*Brief*
Write out every entry, unchanged. Skip any picture.

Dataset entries
>>>
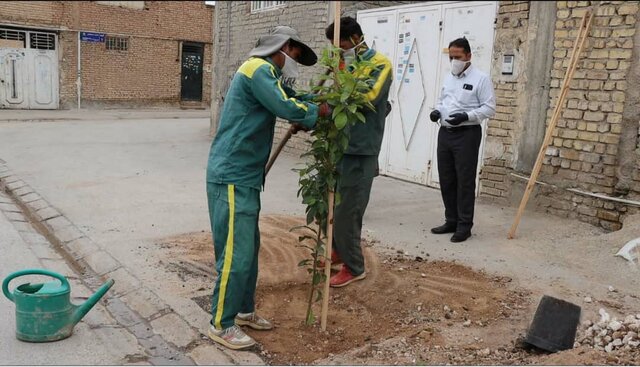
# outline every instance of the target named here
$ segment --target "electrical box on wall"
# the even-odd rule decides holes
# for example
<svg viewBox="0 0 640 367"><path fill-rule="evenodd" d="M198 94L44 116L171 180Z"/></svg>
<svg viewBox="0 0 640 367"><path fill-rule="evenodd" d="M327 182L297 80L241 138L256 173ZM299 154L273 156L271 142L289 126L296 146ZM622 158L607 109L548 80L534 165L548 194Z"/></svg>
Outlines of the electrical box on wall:
<svg viewBox="0 0 640 367"><path fill-rule="evenodd" d="M502 75L513 75L513 64L515 57L513 55L502 56Z"/></svg>

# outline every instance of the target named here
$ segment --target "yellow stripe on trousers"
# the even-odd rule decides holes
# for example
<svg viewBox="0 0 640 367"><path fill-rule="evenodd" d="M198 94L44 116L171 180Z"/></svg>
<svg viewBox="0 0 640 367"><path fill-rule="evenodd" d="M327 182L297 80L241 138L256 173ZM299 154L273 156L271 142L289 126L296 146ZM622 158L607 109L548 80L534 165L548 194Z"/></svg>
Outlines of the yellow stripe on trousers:
<svg viewBox="0 0 640 367"><path fill-rule="evenodd" d="M234 185L228 185L229 196L229 226L227 230L227 245L224 249L224 265L222 266L222 278L220 279L220 293L218 294L218 309L216 311L216 328L222 329L222 313L224 312L224 298L227 293L227 283L229 282L229 273L231 272L231 260L233 259L233 222L235 217L235 192Z"/></svg>

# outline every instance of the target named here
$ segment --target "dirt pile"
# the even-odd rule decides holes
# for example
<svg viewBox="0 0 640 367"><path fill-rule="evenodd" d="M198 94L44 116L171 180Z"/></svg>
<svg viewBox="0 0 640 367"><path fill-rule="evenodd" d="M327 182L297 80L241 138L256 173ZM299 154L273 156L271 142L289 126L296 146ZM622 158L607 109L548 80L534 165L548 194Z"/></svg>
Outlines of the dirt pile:
<svg viewBox="0 0 640 367"><path fill-rule="evenodd" d="M298 263L308 251L292 227L302 219L261 218L258 311L270 332L248 331L273 364L638 364L638 353L607 354L586 346L547 355L526 348L535 302L510 278L455 262L380 255L363 243L367 278L332 289L327 332L303 325L309 275ZM215 280L209 233L162 242L164 262L209 312ZM198 293L199 292L199 293ZM200 295L197 295L200 294ZM319 305L315 307L319 314Z"/></svg>

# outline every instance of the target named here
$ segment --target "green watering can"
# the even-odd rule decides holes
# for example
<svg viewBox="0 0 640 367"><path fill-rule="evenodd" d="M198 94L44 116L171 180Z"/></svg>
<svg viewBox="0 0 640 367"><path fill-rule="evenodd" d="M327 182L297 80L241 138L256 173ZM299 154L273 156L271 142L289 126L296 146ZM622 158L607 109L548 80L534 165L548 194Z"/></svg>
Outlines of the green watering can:
<svg viewBox="0 0 640 367"><path fill-rule="evenodd" d="M47 275L60 282L19 285L9 292L9 282L24 275ZM16 304L16 336L27 342L52 342L68 338L73 327L113 286L113 279L80 306L71 303L71 287L64 276L44 269L21 270L2 282L2 293Z"/></svg>

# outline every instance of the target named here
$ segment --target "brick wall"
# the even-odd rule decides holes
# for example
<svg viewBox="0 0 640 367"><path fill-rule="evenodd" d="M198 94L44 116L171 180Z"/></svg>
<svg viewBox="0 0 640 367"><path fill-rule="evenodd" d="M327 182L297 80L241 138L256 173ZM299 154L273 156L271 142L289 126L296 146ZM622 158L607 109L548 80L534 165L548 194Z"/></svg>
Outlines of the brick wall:
<svg viewBox="0 0 640 367"><path fill-rule="evenodd" d="M501 55L511 53L516 66L524 64L528 48L528 1L500 1L494 60L501 62ZM499 68L494 62L493 69ZM487 125L484 163L480 177L480 193L494 199L503 198L509 190L507 174L515 166L517 134L522 126L520 106L527 103L522 93L525 87L524 73L516 68L513 76L497 76L492 73L496 94L496 114ZM524 99L524 100L523 100Z"/></svg>
<svg viewBox="0 0 640 367"><path fill-rule="evenodd" d="M552 107L588 2L558 2L558 21L551 74ZM558 185L607 195L614 193L618 145L631 68L638 2L614 1L597 11L579 70L574 74L567 105L547 151L543 179ZM636 55L637 59L637 55ZM637 67L637 62L635 63ZM549 111L549 116L552 111ZM634 127L637 131L638 124ZM619 229L622 205L585 199L573 193L550 195L547 211L578 217L608 229Z"/></svg>
<svg viewBox="0 0 640 367"><path fill-rule="evenodd" d="M0 24L60 29L60 103L76 105L77 31L129 38L126 52L104 43L82 42L82 100L85 105L145 106L180 102L182 41L205 45L211 64L213 8L203 1L146 1L141 10L93 1L9 1ZM211 73L203 72L203 103L211 98Z"/></svg>
<svg viewBox="0 0 640 367"><path fill-rule="evenodd" d="M501 1L497 39L500 34L512 32L510 28L516 28L514 35L517 42L526 43L526 36L524 39L522 37L523 31L527 31L525 3ZM590 5L589 1L556 3L547 121L560 93L560 84L577 36L576 28ZM624 215L630 210L620 203L567 189L613 195L618 193L616 183L621 161L631 159L637 163L636 153L630 157L629 154L621 156L619 152L620 137L625 134L622 124L624 111L635 108L625 102L630 70L639 67L638 55L634 50L637 47L634 43L637 13L637 1L604 1L598 9L582 61L570 85L565 109L554 131L552 145L547 150L539 180L551 185L538 186L533 199L538 209L612 230L621 227ZM516 22L515 19L521 21ZM495 83L498 113L488 129L488 147L494 151L489 151L491 159L484 162L484 196L517 200L521 197L525 182L515 179L510 173L516 170L520 159L517 138L522 125L518 121L518 110L526 102L526 99L522 100L525 84L526 80L518 79L509 83ZM528 96L525 94L524 97ZM631 129L634 147L637 146L637 115L635 122L627 124L626 129ZM528 172L524 171L524 174L528 175ZM640 193L637 164L632 174L635 181L632 188L624 193L627 199L637 199Z"/></svg>
<svg viewBox="0 0 640 367"><path fill-rule="evenodd" d="M25 25L63 25L65 1L3 1L0 21Z"/></svg>

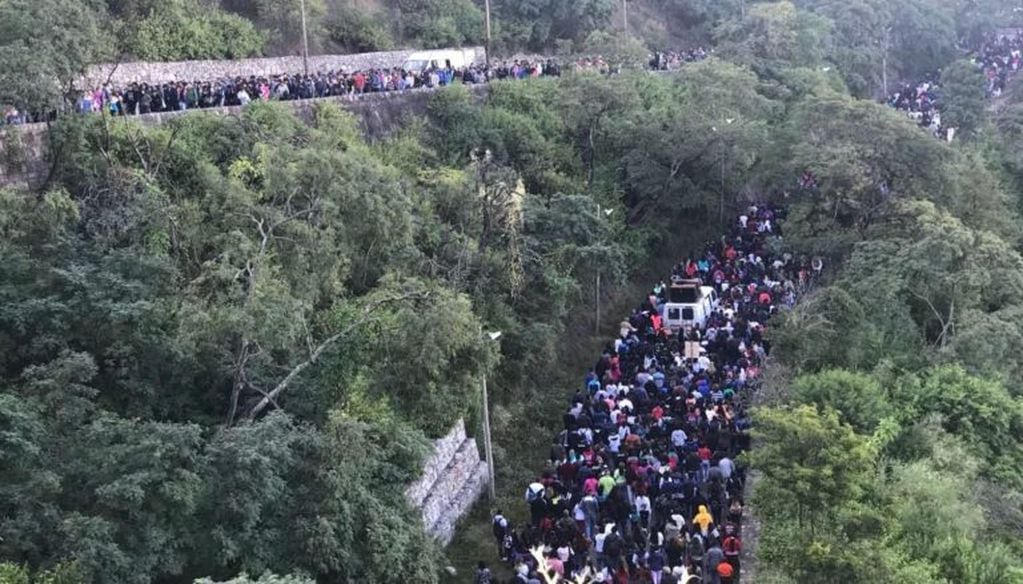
<<<
*Exercise answer*
# outline every instance of the target named here
$ segment --target "electrical box on wall"
# the even-odd rule decides holes
# for example
<svg viewBox="0 0 640 367"><path fill-rule="evenodd" d="M198 94L44 116L171 180Z"/></svg>
<svg viewBox="0 0 640 367"><path fill-rule="evenodd" d="M327 182L297 80L241 138L256 173ZM299 154L273 156L271 142L289 126L296 146ZM622 158L607 109L548 80L534 165L548 194Z"/></svg>
Outlines of the electrical box on wall:
<svg viewBox="0 0 640 367"><path fill-rule="evenodd" d="M502 75L513 75L513 64L515 57L513 55L502 56Z"/></svg>

# outline every instance of the target named here
$ segment --target "yellow stripe on trousers"
# the even-odd rule decides holes
# for example
<svg viewBox="0 0 640 367"><path fill-rule="evenodd" d="M198 94L44 116L171 180Z"/></svg>
<svg viewBox="0 0 640 367"><path fill-rule="evenodd" d="M327 182L297 80L241 138L256 173ZM299 154L273 156L271 142L289 126L296 146ZM622 158L607 109L548 80L534 165L548 194Z"/></svg>
Outlines of the yellow stripe on trousers:
<svg viewBox="0 0 640 367"><path fill-rule="evenodd" d="M234 185L228 185L229 196L229 226L227 230L227 245L224 249L224 265L222 266L222 278L220 279L220 293L218 294L218 309L216 311L216 328L222 329L222 313L224 312L224 298L227 293L227 283L229 282L229 273L231 272L231 260L233 259L233 222L235 217L235 192Z"/></svg>

# outline every instance of the target named here
$ segment --target "dirt pile"
# the even-odd rule decides holes
# for example
<svg viewBox="0 0 640 367"><path fill-rule="evenodd" d="M198 94L44 116L171 180Z"/></svg>
<svg viewBox="0 0 640 367"><path fill-rule="evenodd" d="M327 182L297 80L241 138L256 173ZM299 154L273 156L271 142L289 126L296 146ZM622 158L607 109L548 80L534 165L548 194Z"/></svg>
Outlines of the dirt pile:
<svg viewBox="0 0 640 367"><path fill-rule="evenodd" d="M298 263L308 251L292 227L302 219L261 218L258 311L270 332L248 331L273 364L638 364L638 353L607 354L586 346L547 355L526 348L535 302L510 278L455 262L380 255L363 243L367 278L332 289L327 332L303 325L309 275ZM215 280L209 233L162 242L164 262L209 312ZM198 293L199 292L199 293ZM200 295L197 295L200 294ZM319 305L315 307L319 314Z"/></svg>

# outline every instance of the target named here
$ segment --target "green watering can"
# the even-odd rule decides holes
# for example
<svg viewBox="0 0 640 367"><path fill-rule="evenodd" d="M198 94L44 116L171 180Z"/></svg>
<svg viewBox="0 0 640 367"><path fill-rule="evenodd" d="M327 182L297 80L241 138L256 173ZM299 154L273 156L271 142L289 126L296 146ZM622 158L607 109L548 80L534 165L548 194Z"/></svg>
Outlines of the green watering can:
<svg viewBox="0 0 640 367"><path fill-rule="evenodd" d="M47 275L60 282L19 285L9 292L9 282L24 275ZM16 304L16 336L27 342L52 342L68 338L73 327L113 286L113 279L80 306L71 303L71 287L64 276L44 269L21 270L2 282L2 293Z"/></svg>

# outline every instance of the target named here
$ segment --target "brick wall"
# the even-odd rule decides holes
# for example
<svg viewBox="0 0 640 367"><path fill-rule="evenodd" d="M198 94L44 116L171 180Z"/></svg>
<svg viewBox="0 0 640 367"><path fill-rule="evenodd" d="M327 182L297 80L241 138L256 173ZM299 154L273 156L271 142L289 126L296 146ZM622 158L607 109L548 80L534 165L548 194Z"/></svg>
Outlines of the brick wall:
<svg viewBox="0 0 640 367"><path fill-rule="evenodd" d="M501 55L511 53L516 66L524 64L528 48L528 1L500 1L494 60L501 62ZM499 68L494 62L493 69ZM487 125L484 163L480 177L480 193L494 199L503 198L509 190L507 174L515 166L517 134L522 126L520 106L527 103L522 93L525 87L524 73L516 68L513 76L497 76L492 73L496 94L496 114ZM524 99L524 100L523 100Z"/></svg>
<svg viewBox="0 0 640 367"><path fill-rule="evenodd" d="M552 107L588 2L558 2L558 21L551 74ZM558 185L607 195L614 193L618 145L631 68L638 2L614 1L597 11L579 70L574 74L567 105L547 151L543 179ZM636 55L637 59L637 55ZM637 67L637 62L635 63ZM549 111L549 116L552 111ZM634 127L637 131L638 124ZM619 229L622 205L585 199L573 193L550 195L547 211L578 217L608 229Z"/></svg>
<svg viewBox="0 0 640 367"><path fill-rule="evenodd" d="M0 24L60 29L60 103L76 105L77 31L129 38L126 52L104 43L82 42L82 100L85 105L145 106L180 102L182 41L205 45L211 64L213 8L203 1L146 1L141 10L93 1L9 1ZM211 73L203 72L203 103L211 98Z"/></svg>
<svg viewBox="0 0 640 367"><path fill-rule="evenodd" d="M501 1L497 39L500 34L512 32L510 28L516 28L514 35L517 42L526 43L526 36L524 39L522 37L523 31L527 31L525 3ZM590 5L589 1L556 3L547 121L560 93L560 84L577 36L576 28ZM624 215L630 210L620 203L567 189L613 195L618 193L616 183L621 161L631 159L637 163L636 153L630 157L629 154L621 156L619 152L620 137L625 134L622 124L624 111L635 108L625 102L630 70L639 67L638 55L634 50L637 47L634 43L637 13L637 1L604 1L598 9L582 61L570 85L565 109L554 131L552 145L547 150L539 180L551 185L538 186L533 199L538 209L612 230L621 227ZM516 22L515 19L521 21ZM495 83L498 113L488 129L488 147L494 151L489 151L491 159L484 162L484 196L517 200L521 197L525 182L515 179L510 173L516 170L520 159L517 138L522 125L518 121L518 110L526 102L526 99L522 100L525 84L526 80L518 79L509 83ZM528 96L525 94L524 97ZM631 129L634 147L637 146L637 115L635 122L627 124L626 129ZM528 172L524 171L524 174L528 175ZM640 193L637 164L632 174L635 181L632 188L624 193L627 199L637 199Z"/></svg>
<svg viewBox="0 0 640 367"><path fill-rule="evenodd" d="M25 25L63 25L65 1L3 1L0 21Z"/></svg>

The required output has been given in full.